◆ Source passage ◆
◇ ◇ ◇ ◇
+++ This bug was initially created as a clone of Bug #1773870 +++ Description of problem: After an upgrade from 4.1.23 -> 4.2.4, the network operator is found to be crashlooping. —- This bug should have been fixed by having a component migrate the status automatically when we changed the schema. The team that makes schema changes to core config status is responsible for migrating and backfilling values like this. We need to prevent this from happening globally, not just operator by operator. We need to review all global config changes for 4.1 to 4.2 and 4.2 to 4.3 to ensure this doesn’t happen across all components. This is assigned to installer because they set the field, but all impacted teams need to review. Marking urgent, we broke our api contract, it broke users, and we now have 4.3 upgrades that may never have been tested against a 4.1 installed system. This may not be deferred from 4.3 before GA
All components need to: 1. Review their status or spec fields in global config that changed from 4.1,0 on 2. Identify any fields that should have been filled in during/after upgrade 3. Test a 4.1 to 4.2 to 4.3 upgrade on any configuration that is relevant 4. Normalize current status to the appropriate value.
◇ ◇ ◇ ◇
◆ Information provided ◆
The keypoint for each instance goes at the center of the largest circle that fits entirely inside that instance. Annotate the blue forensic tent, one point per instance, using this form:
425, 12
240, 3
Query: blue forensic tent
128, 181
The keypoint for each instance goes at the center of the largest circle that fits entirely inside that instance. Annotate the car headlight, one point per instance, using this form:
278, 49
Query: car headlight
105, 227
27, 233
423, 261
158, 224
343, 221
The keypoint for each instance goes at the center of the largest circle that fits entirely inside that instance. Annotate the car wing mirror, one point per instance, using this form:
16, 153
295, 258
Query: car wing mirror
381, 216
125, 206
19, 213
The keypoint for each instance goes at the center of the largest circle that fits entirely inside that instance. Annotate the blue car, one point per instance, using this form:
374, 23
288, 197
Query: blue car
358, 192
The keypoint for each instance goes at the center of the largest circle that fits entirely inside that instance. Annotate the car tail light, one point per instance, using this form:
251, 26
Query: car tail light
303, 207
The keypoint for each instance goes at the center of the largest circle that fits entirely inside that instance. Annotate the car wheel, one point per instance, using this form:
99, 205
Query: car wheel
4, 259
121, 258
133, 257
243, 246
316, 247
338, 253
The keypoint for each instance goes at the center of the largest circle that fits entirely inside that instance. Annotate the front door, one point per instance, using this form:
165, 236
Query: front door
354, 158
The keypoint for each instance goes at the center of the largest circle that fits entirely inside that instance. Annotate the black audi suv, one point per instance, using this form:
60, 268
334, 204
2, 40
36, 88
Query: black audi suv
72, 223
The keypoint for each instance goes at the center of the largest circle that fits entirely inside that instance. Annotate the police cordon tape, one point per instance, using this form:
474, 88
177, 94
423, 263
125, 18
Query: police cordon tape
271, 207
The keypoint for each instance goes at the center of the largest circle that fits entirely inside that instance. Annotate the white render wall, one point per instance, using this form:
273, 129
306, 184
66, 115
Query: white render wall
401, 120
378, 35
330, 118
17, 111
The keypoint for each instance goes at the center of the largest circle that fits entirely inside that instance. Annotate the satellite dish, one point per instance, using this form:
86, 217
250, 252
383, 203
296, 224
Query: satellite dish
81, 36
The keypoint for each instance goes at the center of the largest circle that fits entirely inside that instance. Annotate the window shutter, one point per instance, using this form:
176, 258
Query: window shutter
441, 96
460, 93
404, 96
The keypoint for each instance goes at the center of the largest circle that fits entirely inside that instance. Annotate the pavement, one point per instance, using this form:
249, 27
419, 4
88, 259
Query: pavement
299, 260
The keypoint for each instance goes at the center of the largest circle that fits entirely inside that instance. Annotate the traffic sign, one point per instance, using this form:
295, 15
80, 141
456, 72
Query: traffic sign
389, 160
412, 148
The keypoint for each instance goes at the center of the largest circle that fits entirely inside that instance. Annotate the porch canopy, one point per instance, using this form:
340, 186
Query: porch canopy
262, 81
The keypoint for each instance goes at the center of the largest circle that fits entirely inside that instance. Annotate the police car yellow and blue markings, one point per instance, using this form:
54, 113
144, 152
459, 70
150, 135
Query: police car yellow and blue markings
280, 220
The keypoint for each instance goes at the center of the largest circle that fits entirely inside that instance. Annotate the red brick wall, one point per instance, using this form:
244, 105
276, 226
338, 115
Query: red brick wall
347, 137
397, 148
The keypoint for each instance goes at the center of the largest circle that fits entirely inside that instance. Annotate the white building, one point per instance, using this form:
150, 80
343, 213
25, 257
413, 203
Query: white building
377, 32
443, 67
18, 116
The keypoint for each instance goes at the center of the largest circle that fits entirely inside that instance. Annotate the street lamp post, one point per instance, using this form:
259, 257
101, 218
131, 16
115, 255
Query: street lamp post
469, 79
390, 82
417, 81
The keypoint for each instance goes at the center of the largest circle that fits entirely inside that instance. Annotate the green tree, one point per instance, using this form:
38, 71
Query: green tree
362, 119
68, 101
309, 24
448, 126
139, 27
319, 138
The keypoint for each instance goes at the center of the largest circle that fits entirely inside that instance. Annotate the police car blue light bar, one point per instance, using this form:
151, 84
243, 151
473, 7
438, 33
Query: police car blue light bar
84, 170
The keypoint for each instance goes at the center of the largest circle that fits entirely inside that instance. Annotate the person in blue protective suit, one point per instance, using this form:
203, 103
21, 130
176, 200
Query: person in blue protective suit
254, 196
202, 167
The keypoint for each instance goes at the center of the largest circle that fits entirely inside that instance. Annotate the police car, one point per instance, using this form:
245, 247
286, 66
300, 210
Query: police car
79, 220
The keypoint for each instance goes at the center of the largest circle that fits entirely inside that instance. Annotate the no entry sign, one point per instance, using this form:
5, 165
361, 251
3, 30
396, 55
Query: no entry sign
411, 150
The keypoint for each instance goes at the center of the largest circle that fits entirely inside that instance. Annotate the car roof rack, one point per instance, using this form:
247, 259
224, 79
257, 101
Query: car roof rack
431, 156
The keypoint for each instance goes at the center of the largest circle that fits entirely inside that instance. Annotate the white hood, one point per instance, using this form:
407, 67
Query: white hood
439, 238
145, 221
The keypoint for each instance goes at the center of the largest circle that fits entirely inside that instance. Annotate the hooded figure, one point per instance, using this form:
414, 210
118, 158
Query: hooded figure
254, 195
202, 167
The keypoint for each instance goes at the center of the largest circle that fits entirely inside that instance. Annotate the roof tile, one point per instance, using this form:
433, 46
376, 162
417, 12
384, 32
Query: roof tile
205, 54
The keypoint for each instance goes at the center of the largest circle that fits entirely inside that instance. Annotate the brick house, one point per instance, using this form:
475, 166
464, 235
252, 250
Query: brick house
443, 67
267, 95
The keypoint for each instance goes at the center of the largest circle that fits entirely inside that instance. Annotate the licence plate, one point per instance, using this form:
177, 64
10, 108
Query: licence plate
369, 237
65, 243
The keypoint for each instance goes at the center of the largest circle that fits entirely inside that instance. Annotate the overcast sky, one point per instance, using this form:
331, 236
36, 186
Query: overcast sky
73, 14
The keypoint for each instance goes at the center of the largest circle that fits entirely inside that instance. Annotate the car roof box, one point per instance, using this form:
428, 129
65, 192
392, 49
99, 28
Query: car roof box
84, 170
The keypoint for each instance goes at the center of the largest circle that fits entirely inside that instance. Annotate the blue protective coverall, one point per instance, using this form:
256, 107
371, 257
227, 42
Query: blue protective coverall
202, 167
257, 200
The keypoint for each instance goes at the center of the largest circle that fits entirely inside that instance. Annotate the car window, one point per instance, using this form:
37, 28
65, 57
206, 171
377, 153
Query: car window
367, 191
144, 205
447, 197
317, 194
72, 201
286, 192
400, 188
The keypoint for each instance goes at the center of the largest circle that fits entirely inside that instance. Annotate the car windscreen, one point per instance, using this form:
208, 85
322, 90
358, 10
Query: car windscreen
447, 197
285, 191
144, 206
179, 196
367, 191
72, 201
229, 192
◇ ◇ ◇ ◇
◆ Exercise set ◆
a. In the bug report about the network operator crash:
(i) Which upgrade caused the network operator to crashloop?
(ii) Which team is the bug assigned to, and why?
(iii) What is the third step all components need to take?
b. Write what comes next in the bug report about the network operator crash, picking up from its last sentence.

◆ Set of answers ◆
a.
(i) The upgrade from 4.1.23 to 4.2.4.
(ii) It is assigned to installer, because they set the field.
(iii) Test a 4.1 to 4.2 to 4.3 upgrade on any configuration that is relevant.

b.
We also need a CI job that installs 4.1 and upgrades serially.
In case it falls under the same scope, BZ 1786246 is another case where 4.1 settings break under 4.2. In that case the Jenkins image can no longer be pulled with settings that were set under 4.1 (presumably by the installer). Ideally it would be caught by a CI job such as the one proposed. But it's hard to test everything so I wanted to raise awareness in case it's in scope.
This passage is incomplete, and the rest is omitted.